▸ Source
===============

The depth of quality golf courses in Thailand has surprised me, but maybe the “Golf Experience” is even better! Shown here is looking back at the gorgeous vistas from behind the par-four 12th hole at the Chiang Mai Highlands Golf Club. (Photo by Robert S. Fagan)
We all have expectations about anywhere we travel and three trips to Thailand with fellow golf writers proved that reality can differ from those expectations. Here are what my cohorts and I have discovered about golf and life in Thailand as it affects your trip there.
1. There are no shortage of quality golf courses. While there are enough splendid golf courses in most every part of the world to negate the need to travel, the overall quality of the course of the more than dozen that I’ve played in Thailand reveal a consistently high level of conditioning and interesting designs. Many famous golf course designers have applied their trade in Thailand in five different regions that counts 270 golf courses in all.

===============

▸ What you should do
Update the Thailand golf text by writing it out again with "golf writers" changed to "travel journalists". Begin at the words "We all have" and stop after "your trip there.".

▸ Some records

===============

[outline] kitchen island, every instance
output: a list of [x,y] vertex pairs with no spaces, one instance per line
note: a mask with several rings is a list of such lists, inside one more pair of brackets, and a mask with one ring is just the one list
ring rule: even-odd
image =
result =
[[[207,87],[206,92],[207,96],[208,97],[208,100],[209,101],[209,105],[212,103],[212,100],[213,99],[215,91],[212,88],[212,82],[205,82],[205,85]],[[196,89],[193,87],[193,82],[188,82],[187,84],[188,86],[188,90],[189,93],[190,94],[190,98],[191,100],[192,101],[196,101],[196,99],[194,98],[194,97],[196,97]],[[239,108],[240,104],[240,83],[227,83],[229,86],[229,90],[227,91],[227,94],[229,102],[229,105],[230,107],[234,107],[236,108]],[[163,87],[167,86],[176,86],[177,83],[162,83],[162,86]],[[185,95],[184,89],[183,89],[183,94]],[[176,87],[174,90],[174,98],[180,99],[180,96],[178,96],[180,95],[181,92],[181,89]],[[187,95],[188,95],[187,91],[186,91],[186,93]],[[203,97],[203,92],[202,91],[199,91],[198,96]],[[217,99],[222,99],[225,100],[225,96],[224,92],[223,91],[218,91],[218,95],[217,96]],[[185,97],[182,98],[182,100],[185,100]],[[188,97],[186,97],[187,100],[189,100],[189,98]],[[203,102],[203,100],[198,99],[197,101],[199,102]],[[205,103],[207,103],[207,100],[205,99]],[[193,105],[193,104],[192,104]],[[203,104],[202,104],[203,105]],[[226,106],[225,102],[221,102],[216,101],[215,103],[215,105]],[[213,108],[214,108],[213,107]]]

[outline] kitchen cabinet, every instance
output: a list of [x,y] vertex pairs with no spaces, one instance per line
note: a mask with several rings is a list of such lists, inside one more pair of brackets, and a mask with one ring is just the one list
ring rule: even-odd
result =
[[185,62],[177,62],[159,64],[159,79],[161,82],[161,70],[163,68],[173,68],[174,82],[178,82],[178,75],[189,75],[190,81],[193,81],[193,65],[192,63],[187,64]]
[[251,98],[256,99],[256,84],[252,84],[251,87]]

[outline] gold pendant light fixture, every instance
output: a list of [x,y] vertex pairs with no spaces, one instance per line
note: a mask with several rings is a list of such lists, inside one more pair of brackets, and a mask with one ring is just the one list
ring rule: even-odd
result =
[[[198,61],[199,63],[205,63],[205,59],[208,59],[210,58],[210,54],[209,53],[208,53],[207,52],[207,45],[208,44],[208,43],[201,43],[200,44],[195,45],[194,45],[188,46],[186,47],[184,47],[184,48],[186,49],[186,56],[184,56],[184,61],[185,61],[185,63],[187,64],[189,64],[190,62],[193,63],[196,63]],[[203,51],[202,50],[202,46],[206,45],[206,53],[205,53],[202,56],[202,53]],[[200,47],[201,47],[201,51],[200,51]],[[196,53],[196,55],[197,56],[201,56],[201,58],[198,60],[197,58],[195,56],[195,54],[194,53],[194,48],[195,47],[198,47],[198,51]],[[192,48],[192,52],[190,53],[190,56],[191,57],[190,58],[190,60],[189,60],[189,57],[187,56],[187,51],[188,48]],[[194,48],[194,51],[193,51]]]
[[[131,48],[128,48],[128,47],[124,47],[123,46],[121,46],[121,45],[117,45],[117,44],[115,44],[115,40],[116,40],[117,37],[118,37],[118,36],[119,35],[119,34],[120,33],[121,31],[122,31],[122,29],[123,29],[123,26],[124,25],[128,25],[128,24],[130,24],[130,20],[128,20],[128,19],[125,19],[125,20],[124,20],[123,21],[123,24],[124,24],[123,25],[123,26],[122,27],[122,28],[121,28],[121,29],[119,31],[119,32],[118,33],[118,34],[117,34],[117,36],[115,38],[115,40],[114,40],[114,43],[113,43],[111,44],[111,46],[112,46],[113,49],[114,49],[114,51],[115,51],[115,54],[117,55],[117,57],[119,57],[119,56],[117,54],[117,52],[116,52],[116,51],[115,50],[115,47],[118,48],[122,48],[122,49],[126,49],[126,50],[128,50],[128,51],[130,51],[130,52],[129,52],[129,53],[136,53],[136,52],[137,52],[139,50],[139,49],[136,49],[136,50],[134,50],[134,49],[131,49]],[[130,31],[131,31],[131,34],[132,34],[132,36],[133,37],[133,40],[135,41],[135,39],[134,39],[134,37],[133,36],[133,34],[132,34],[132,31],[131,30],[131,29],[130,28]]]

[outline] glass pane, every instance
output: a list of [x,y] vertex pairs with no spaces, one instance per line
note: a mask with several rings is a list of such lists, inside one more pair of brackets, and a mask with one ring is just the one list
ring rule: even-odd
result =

===============

▸ Exercise solution
We all have expectations about anywhere we travel and three trips to Thailand with fellow travel journalists proved that reality can differ from those expectations. Here are what my cohorts and I have discovered about golf and life in Thailand as it affects your trip there.